**ASSIGNMENT:**
The first line of the entries through the line bearing "rough mask: <svg": copy these lines exactly and return nothing else.

BEGIN ENTRIES PROVIDED

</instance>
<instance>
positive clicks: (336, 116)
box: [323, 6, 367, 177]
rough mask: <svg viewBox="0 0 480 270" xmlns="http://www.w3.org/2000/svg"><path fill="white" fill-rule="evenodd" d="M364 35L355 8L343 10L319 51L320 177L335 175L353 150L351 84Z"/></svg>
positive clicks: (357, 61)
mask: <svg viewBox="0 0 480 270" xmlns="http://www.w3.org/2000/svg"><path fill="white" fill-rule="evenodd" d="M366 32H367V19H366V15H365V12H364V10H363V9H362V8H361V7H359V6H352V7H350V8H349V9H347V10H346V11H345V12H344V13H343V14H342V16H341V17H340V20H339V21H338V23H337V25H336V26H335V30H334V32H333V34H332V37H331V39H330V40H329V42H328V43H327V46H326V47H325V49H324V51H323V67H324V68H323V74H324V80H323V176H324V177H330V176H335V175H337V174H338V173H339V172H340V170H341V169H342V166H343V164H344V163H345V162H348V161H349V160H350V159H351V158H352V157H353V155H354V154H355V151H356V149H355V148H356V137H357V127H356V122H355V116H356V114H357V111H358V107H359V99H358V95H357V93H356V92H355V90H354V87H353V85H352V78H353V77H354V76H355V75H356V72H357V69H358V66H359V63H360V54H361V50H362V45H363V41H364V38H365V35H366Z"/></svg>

END ENTRIES PROVIDED

**EXERCISE OUTPUT:**
</instance>
<instance>
positive clicks: (336, 116)
box: [323, 6, 367, 177]
rough mask: <svg viewBox="0 0 480 270" xmlns="http://www.w3.org/2000/svg"><path fill="white" fill-rule="evenodd" d="M364 35L355 8L343 10L319 51L320 177L335 175L353 150L351 84Z"/></svg>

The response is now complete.